[START OF Extract to read]
Re: [PATCH v2 2/6] hook: allow parallel hook execution

Emily Shaffer <emilyshaffer@xxxxxxxxxx> · Mon, 16 Aug 2021 16:59:45 -0700

On Thu, Aug 12, 2021 at 10:51:01AM -0700, Junio C Hamano wrote:
> 
> Emily Shaffer <emilyshaffer@xxxxxxxxxx> writes:
> 
> > In many cases, there's no reason not to allow hooks to execute in
> > parallel. run_processes_parallel() is well-suited - it's a task queue
> > that runs its housekeeping in series, which means users don't
> > need to worry about thread safety on their callback data. True
> > multithreaded execution with the async_* functions isn't necessary here.
> > Synchronous hook execution can be achieved by only allowing 1 job to run
> > at a time.
[END OF Extract to read]
[START OF Exercise materials]
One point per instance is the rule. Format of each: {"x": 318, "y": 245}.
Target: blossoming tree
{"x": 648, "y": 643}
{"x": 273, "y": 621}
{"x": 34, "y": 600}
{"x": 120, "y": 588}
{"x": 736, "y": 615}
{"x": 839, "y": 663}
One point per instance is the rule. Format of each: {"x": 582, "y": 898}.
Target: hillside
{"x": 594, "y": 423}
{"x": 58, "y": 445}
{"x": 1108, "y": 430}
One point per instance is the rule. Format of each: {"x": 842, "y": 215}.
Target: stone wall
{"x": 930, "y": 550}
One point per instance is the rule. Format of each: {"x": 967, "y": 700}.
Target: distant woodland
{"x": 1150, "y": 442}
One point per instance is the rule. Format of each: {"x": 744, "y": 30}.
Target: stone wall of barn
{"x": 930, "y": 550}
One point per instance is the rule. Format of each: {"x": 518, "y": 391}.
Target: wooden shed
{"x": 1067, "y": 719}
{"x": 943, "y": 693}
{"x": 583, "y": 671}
[END OF Exercise materials]
[START OF Exercise materials]
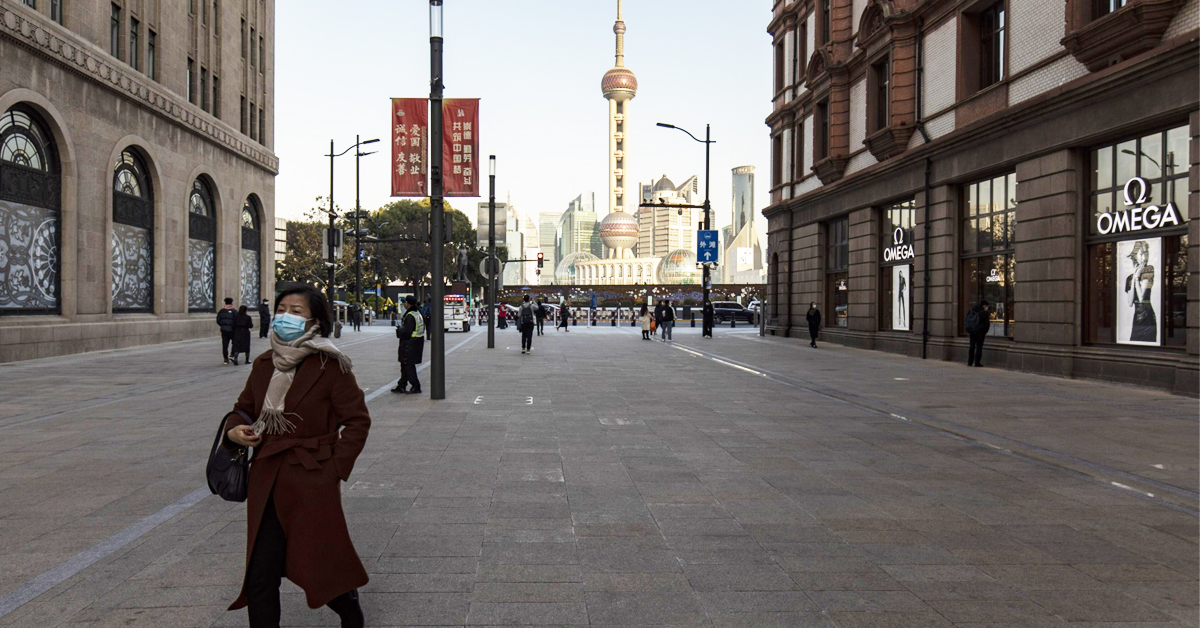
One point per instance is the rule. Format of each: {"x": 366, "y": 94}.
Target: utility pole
[END OF Exercise materials]
> **Written task 1**
Can you retype the part of the mailing-list message starting with "Re: [PATCH v2" and going on through "isn't necessary here."?
> **Written task 2**
Which lines of the records contain the word "instance"? Pull out every one of them.

> **Written reply 1**
Re: [PATCH v2 2/6] hook: allow parallel hook execution

Emily Shaffer <emilyshaffer@xxxxxxxxxx> · Mon, 16 Aug 2021 16:59:45 -0700

On Thu, Aug 12, 2021 at 10:51:01AM -0700, Junio C Hamano wrote:
> 
> Emily Shaffer <emilyshaffer@xxxxxxxxxx> writes:
> 
> > In many cases, there's no reason not to allow hooks to execute in
> > parallel. run_processes_parallel() is well-suited - it's a task queue
> > that runs its housekeeping in series, which means users don't
> > need to worry about thread safety on their callback data. True
> > multithreaded execution with the async_* functions isn't necessary here.

> **Written reply 2**
One point per instance is the rule. Format of each: {"x": 318, "y": 245}.
One point per instance is the rule. Format of each: {"x": 582, "y": 898}.
One point per instance is the rule. Format of each: {"x": 842, "y": 215}.
One point per instance is the rule. Format of each: {"x": 967, "y": 700}.
One point per instance is the rule. Format of each: {"x": 744, "y": 30}.
One point per instance is the rule. Format of each: {"x": 518, "y": 391}.
One point per instance is the rule. Format of each: {"x": 366, "y": 94}.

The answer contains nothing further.